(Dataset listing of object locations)
• • • •
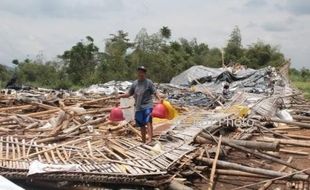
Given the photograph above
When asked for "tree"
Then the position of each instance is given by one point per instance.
(233, 50)
(81, 61)
(15, 61)
(165, 32)
(261, 54)
(114, 58)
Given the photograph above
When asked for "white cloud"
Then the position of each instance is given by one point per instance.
(31, 26)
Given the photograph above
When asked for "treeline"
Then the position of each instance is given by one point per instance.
(85, 64)
(302, 75)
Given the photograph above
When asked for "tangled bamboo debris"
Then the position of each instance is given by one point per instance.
(71, 129)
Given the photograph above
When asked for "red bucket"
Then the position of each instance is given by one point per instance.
(116, 114)
(160, 111)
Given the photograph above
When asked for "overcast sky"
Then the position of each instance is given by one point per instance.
(30, 27)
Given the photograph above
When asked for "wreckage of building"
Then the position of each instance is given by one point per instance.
(254, 134)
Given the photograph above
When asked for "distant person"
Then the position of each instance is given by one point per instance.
(143, 90)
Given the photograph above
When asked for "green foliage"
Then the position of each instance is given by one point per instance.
(260, 54)
(5, 74)
(301, 80)
(165, 32)
(81, 61)
(233, 50)
(84, 64)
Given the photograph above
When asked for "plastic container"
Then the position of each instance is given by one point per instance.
(116, 114)
(160, 111)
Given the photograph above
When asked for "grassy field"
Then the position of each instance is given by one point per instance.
(304, 86)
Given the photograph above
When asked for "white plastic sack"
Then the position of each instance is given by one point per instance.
(284, 115)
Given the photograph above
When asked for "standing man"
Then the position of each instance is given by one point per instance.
(143, 90)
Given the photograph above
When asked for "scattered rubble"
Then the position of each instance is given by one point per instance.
(254, 135)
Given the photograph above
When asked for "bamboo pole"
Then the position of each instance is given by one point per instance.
(267, 184)
(259, 154)
(260, 171)
(214, 163)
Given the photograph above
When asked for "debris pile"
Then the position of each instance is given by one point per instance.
(254, 133)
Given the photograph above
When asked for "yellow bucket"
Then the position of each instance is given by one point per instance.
(172, 113)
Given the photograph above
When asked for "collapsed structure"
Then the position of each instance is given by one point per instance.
(49, 135)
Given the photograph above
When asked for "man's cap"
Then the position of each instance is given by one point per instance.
(142, 68)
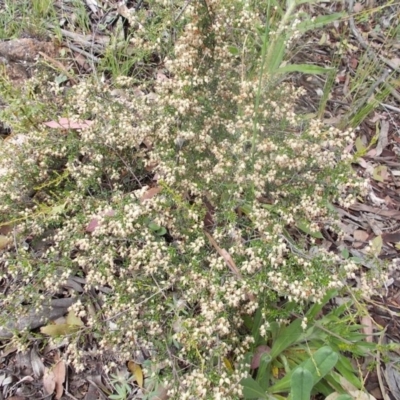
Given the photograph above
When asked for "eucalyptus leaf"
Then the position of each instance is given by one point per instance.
(301, 384)
(252, 390)
(305, 69)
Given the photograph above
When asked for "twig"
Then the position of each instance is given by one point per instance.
(392, 108)
(83, 52)
(363, 42)
(378, 368)
(57, 64)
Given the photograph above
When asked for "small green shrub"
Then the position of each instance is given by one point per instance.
(192, 199)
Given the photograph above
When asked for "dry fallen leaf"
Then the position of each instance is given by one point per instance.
(49, 383)
(59, 377)
(71, 325)
(67, 123)
(150, 193)
(367, 328)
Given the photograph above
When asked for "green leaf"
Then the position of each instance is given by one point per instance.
(317, 307)
(321, 362)
(255, 331)
(264, 370)
(305, 69)
(319, 22)
(379, 172)
(233, 50)
(252, 390)
(305, 227)
(286, 337)
(347, 371)
(301, 384)
(376, 245)
(360, 147)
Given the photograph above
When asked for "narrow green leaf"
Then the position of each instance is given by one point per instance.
(305, 69)
(233, 50)
(319, 22)
(286, 337)
(376, 245)
(252, 390)
(317, 307)
(305, 227)
(301, 384)
(263, 373)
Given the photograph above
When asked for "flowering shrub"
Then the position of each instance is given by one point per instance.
(182, 205)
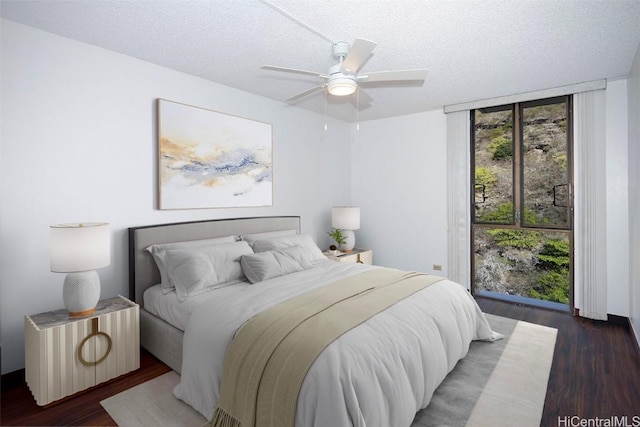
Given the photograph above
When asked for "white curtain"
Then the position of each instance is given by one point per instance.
(590, 205)
(458, 197)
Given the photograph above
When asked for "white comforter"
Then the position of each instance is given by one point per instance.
(378, 374)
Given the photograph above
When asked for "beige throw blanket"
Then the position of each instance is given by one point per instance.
(268, 359)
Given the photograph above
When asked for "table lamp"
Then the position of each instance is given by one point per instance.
(78, 250)
(347, 219)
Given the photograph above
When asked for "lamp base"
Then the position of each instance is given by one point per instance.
(81, 292)
(349, 241)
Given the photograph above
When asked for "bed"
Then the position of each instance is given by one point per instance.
(379, 371)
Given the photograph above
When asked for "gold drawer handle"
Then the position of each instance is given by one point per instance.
(94, 332)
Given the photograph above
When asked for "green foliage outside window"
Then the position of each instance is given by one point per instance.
(501, 148)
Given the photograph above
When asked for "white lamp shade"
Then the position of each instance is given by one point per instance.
(80, 247)
(342, 86)
(345, 217)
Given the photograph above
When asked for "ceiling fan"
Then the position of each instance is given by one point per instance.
(343, 78)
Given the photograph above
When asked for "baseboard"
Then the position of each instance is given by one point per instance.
(611, 318)
(635, 337)
(12, 380)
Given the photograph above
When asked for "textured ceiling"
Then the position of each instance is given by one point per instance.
(473, 49)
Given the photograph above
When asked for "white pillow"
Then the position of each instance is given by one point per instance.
• • • •
* _Given exercise_: Select and copy every line of the listing that contains the word "leaf".

* _Exercise answer_:
When asked for "eucalyptus leaf"
When asked for "dry fallen leaf"
When asked for "green leaf"
When asked for "narrow green leaf"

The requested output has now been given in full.